>> begin Selected passage

EX-5.2 3 a2235328zex-5_2.htm EX-5.2

Exhibit 5.2

 

 

April 30, 2018

 

The Allstate Corporation
2775 Sanders Road
Northbrook, Illinois 60062
Allstate Financing VII
Allstate Financing VIII
Allstate Financing IX
Allstate Financing X

 

Re:                                 Allstate Financing VII
Allstate Financing VIII
Allstate Financing IX &
Allstate Financing X

 

Ladies and Gentlemen:

 

We have acted as special Delaware counsel for Allstate Financing VII (“Trust VII”), Allstate Financing VIII (“Trust VIII”), Allstate Financing IX (“Trust IX”) and Allstate Financing X (“Trust X”), each a Delaware statutory trust, in connection with the matters set forth herein (Trust VII, Trust VIII, Trust IX and Trust X are hereinafter collectively referred to as the “Trusts” and sometimes hereinafter individually referred to as a “Trust”).  At your request, this opinion is being furnished to you.

>> end Selected passage
>> begin Records supplied

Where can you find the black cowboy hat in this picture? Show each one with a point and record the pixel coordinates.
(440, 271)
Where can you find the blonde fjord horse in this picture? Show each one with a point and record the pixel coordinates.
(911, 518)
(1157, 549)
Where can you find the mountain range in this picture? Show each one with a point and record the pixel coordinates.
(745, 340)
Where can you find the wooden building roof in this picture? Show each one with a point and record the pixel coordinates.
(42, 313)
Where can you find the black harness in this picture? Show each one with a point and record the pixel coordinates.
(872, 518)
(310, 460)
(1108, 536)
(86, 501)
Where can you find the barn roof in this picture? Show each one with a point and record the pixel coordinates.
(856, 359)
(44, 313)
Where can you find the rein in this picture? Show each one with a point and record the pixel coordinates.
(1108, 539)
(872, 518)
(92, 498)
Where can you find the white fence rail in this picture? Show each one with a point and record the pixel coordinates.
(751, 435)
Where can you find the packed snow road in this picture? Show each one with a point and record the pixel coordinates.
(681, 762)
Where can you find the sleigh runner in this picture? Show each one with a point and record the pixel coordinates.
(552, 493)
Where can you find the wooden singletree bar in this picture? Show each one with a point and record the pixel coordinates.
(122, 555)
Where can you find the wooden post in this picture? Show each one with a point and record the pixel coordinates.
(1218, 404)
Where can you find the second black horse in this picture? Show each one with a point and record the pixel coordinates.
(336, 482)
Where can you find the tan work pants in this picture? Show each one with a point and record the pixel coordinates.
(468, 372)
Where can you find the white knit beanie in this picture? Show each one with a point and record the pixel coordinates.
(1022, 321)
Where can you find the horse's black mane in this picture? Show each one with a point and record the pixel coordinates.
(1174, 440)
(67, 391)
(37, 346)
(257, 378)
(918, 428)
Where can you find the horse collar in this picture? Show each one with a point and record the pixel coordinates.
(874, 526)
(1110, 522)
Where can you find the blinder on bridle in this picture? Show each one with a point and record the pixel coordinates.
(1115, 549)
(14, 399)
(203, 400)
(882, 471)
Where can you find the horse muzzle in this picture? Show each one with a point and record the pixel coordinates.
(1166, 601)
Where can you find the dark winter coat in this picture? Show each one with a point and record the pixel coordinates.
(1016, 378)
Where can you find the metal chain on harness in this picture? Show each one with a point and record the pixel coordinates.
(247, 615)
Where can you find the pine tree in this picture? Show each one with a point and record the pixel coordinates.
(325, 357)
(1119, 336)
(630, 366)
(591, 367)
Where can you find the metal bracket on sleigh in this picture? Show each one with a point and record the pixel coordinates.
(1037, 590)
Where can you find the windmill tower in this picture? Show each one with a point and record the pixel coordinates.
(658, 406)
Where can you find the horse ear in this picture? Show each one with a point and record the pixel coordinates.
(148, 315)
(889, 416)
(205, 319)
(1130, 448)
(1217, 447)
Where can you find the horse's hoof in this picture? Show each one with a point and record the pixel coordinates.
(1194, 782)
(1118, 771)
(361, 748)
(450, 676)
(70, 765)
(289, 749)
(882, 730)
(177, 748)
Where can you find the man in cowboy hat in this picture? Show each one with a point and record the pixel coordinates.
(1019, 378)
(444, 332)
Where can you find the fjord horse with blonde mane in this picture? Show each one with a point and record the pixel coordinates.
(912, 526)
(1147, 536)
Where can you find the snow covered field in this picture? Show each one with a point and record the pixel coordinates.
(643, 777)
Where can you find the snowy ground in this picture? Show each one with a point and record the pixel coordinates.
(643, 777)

>> end Records supplied

**What you are asked to do:** Rewrite the paragraph of the opinion letter above that begins "We have acted as special Delaware counsel" in a shorter form that keeps its main facts.

**In response:** We have acted as special Delaware counsel for four Delaware statutory trusts, Allstate Financing VII, VIII, IX and X (together the "Trusts," each a "Trust"), in the matters set forth herein. This opinion is furnished to you at your request.